• _Exercise tasks_
1 - In the NLP.Tokenize.String reference text, what happens to Left Strings as they move through the tokenizer pipeline?
2 - Extend the NLP.Tokenize.String reference text from the point where it stops.

• _Given text_
| Safe Haskell | Safe-Inferred | 
|---|---|
| Language | Haskell2010 | 
NLP.Tokenize.String
- newtype EitherList a b = E {}
 - type Tokenizer = String -> EitherList String String
 - tokenize :: String -> [String]
 - run :: Tokenizer -> String -> [String]
 - defaultTokenizer :: Tokenizer
 - whitespace :: Tokenizer
 - uris :: Tokenizer
 - punctuation :: Tokenizer
 - finalPunctuation :: Tokenizer
 - initialPunctuation :: Tokenizer
 - allPunctuation :: Tokenizer
 - contractions :: Tokenizer
 - negatives :: Tokenizer
 
Documentation
newtype EitherList a b Source
The EitherList is a newtype-wrapped list of Eithers.
Instances
| Monad (EitherList a) | |
| Functor (EitherList a) | |
| Applicative (EitherList a) | 
type Tokenizer = String -> EitherList String String Source
A Tokenizer is function which takes a list and returns a list of Eithers
  (wrapped in a newtype). Right Strings will be passed on for processing
  to tokenizers down
  the pipeline. Left Strings will be passed through the pipeline unchanged.
  Use a Left String in a tokenizer to protect certain tokens from further 
  processing (e.g. see the uris tokenizer).

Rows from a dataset

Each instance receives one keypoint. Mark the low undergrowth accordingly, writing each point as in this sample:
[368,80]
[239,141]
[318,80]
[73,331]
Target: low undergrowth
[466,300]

• _Responses in order_
1 - Left Strings are passed through the pipeline unchanged.

2 -
  You can define your own custom tokenizer pipelines by chaining tokenizers together:
whitespace :: Tokenizer Source
Split string on whitespace. This is just a wrapper for Data.List.words
punctuation :: Tokenizer Source
Split off initial and final punctuation
finalPunctuation :: Tokenizer Source
Split off word-final punctuation
initialPunctuation :: Tokenizer Source
Split off word-initial punctuation
allPunctuation :: Tokenizer Source
Split tokens on transitions between punctuation and non-punctuation characters. This tokenizer is not included in defaultTokenizer pipeline because dealing with word-internal punctuation is quite application specific.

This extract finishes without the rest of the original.